__DATA EXTRACTS__:
== Segment start ==

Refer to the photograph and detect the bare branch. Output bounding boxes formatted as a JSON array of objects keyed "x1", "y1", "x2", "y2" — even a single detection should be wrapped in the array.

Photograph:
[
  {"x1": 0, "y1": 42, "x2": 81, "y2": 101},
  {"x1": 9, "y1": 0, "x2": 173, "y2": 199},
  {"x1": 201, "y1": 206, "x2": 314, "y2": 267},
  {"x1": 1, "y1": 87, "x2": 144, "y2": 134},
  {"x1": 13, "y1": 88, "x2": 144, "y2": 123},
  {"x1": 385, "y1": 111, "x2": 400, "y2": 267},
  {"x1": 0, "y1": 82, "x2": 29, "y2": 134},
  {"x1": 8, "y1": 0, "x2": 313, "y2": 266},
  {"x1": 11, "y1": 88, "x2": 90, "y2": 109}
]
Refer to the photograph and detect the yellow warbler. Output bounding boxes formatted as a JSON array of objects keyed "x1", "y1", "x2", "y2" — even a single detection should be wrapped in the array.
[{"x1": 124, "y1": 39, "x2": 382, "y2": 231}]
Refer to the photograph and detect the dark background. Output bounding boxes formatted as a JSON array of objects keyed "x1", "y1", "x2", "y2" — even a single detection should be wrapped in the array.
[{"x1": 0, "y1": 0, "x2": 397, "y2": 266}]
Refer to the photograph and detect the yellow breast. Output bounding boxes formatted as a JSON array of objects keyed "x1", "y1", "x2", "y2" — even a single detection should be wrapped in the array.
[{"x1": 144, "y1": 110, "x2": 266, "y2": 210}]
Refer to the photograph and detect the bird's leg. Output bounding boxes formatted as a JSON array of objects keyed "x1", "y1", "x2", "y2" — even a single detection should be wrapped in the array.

== Segment end ==

__WHAT YOU ARE ASKED TO DO__:
Print only the lines from the one with "Refer to the photograph and detect the dark" to the end of the records, both included.

__YOUR RESPONSE__:
Refer to the photograph and detect the dark background. Output bounding boxes formatted as a JSON array of objects keyed "x1", "y1", "x2", "y2" — even a single detection should be wrapped in the array.
[{"x1": 0, "y1": 0, "x2": 397, "y2": 266}]
Refer to the photograph and detect the yellow breast. Output bounding boxes formatted as a JSON array of objects keyed "x1", "y1", "x2", "y2" — even a single detection should be wrapped in the array.
[{"x1": 144, "y1": 110, "x2": 266, "y2": 210}]
Refer to the photograph and detect the bird's leg. Output bounding boxes formatted as a JSON array of objects keyed "x1", "y1", "x2", "y2" — even a single detection should be wrapped in the array.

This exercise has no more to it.